- STORED RECORDS:
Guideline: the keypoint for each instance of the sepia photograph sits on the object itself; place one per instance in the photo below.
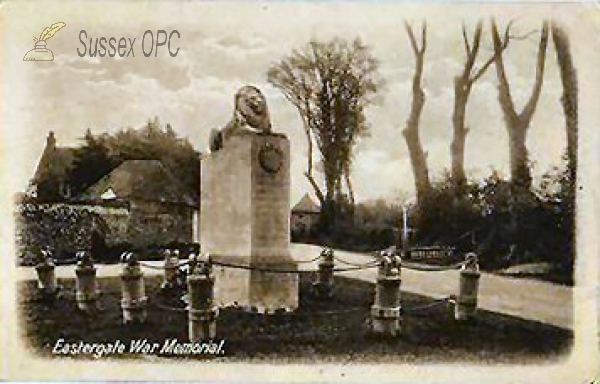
(300, 191)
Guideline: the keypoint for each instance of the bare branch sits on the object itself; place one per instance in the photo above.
(423, 37)
(529, 108)
(466, 40)
(504, 95)
(411, 36)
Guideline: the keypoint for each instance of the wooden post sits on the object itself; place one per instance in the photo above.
(323, 287)
(86, 285)
(202, 315)
(133, 299)
(171, 266)
(466, 300)
(46, 275)
(386, 310)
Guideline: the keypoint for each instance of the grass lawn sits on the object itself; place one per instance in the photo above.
(319, 331)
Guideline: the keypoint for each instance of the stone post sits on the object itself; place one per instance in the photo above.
(386, 310)
(171, 266)
(86, 285)
(466, 300)
(133, 299)
(323, 287)
(202, 315)
(46, 276)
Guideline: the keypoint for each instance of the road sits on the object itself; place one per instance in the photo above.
(528, 299)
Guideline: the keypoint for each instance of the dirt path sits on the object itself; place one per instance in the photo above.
(528, 299)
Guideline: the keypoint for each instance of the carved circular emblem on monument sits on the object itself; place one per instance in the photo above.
(270, 158)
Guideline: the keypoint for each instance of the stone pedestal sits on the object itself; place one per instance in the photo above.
(245, 221)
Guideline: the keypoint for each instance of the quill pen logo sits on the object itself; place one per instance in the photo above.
(40, 52)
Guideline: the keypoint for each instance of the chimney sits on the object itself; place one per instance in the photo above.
(51, 140)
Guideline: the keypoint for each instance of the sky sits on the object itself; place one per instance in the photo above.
(225, 47)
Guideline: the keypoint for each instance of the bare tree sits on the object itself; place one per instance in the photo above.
(568, 75)
(330, 84)
(418, 157)
(517, 123)
(463, 83)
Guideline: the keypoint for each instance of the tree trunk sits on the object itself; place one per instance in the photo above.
(568, 75)
(517, 124)
(519, 159)
(418, 158)
(457, 148)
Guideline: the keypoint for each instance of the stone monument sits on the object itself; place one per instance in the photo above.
(245, 209)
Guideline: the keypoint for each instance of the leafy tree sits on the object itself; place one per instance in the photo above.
(330, 84)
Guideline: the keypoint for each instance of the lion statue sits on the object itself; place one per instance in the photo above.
(250, 115)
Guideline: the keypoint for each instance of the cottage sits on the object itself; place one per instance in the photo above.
(305, 216)
(160, 211)
(50, 181)
(140, 201)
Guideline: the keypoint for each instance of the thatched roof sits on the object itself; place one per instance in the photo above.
(147, 180)
(55, 162)
(306, 205)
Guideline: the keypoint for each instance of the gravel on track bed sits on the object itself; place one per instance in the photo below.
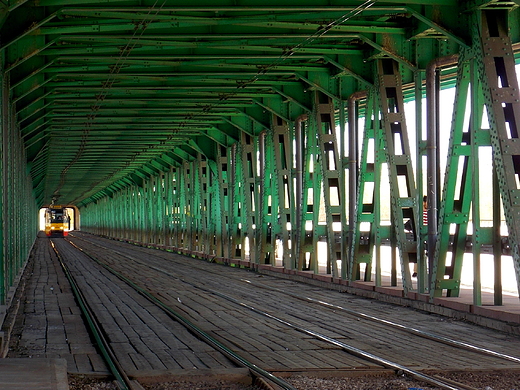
(496, 380)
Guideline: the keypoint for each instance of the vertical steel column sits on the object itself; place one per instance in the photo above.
(330, 165)
(502, 96)
(223, 169)
(311, 197)
(213, 211)
(170, 189)
(251, 195)
(402, 181)
(3, 188)
(282, 143)
(236, 202)
(455, 207)
(366, 221)
(299, 222)
(270, 227)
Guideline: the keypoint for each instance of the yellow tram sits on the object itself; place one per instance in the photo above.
(56, 221)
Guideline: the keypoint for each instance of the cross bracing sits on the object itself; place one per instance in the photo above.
(267, 130)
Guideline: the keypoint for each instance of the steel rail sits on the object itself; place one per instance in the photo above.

- WHAT THE TASK ASKS: Please write out the stretch of the data above from the line that contains "Guideline: the keypoint for each instance of the vertical" through the end of the data, both ends included, with every line kept and 46 added to each coordinate in the answers.

- REPLY TO THE TASK:
Guideline: the keypoint for each instance of the vertical steel column sits on the object itself; place one per instance in the photo above.
(376, 211)
(548, 142)
(269, 215)
(357, 243)
(259, 257)
(216, 235)
(297, 241)
(448, 227)
(49, 234)
(328, 189)
(282, 248)
(501, 253)
(412, 267)
(345, 268)
(316, 273)
Guideline: the keypoint for each instance of the yellow tram sits on the object itself; place one per instance in the photo above.
(102, 267)
Guideline: the keypoint for each instance of the cross bracing sits on the object itself; place one per instance in the photo above.
(313, 176)
Guideline: the keypoint for each instance of the steel rail sits on the object itself; place one per instance in the photo above.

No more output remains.